* What is being asked
Report back every line in the data that includes the string "jamb".

* Provided data
----
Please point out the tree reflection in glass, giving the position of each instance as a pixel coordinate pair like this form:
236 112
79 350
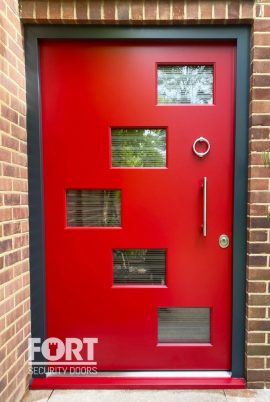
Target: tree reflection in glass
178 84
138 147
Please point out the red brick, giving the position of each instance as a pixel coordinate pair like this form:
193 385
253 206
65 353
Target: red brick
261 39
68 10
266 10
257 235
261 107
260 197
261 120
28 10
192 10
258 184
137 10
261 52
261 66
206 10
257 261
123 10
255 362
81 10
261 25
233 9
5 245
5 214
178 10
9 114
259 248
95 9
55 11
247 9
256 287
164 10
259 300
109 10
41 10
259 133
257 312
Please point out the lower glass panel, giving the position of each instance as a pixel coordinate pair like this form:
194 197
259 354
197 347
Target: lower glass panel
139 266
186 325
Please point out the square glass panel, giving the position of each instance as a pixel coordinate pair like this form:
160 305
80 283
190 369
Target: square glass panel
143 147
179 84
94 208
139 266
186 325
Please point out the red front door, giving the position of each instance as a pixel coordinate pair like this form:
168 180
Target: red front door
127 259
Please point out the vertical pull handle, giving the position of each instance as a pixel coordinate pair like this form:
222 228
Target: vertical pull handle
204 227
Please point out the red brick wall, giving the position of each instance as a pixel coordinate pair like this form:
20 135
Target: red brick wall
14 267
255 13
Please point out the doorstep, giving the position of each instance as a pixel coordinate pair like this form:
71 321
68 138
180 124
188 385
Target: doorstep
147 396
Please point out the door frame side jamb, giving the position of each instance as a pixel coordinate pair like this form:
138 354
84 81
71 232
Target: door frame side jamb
----
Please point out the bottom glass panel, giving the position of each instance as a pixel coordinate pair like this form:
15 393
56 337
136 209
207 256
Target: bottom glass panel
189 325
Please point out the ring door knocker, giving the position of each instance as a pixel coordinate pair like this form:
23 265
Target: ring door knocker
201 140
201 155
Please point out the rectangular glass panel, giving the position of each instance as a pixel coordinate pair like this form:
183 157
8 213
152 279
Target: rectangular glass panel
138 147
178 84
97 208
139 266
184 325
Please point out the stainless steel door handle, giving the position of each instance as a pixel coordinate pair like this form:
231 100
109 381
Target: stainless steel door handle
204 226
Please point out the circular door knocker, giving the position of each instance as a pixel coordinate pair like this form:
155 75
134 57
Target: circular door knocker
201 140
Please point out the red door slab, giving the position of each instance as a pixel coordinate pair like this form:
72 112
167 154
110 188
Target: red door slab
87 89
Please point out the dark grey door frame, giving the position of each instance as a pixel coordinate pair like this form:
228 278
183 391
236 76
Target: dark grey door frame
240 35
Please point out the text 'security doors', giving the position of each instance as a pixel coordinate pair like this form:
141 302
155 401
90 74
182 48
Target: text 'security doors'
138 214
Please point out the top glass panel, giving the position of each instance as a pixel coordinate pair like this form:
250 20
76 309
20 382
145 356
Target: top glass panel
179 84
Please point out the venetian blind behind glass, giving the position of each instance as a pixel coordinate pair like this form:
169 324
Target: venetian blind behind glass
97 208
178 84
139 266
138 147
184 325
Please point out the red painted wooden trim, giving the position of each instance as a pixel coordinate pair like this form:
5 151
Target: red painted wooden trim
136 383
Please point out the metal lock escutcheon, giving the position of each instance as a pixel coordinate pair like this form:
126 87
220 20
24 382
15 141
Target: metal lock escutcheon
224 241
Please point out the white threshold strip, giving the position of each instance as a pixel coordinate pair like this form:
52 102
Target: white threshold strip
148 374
----
* Output for this exercise
Please point out the door frame side jamb, giving the position of each instance as a pixel coordinate pair like this form:
Target: door frame side jamb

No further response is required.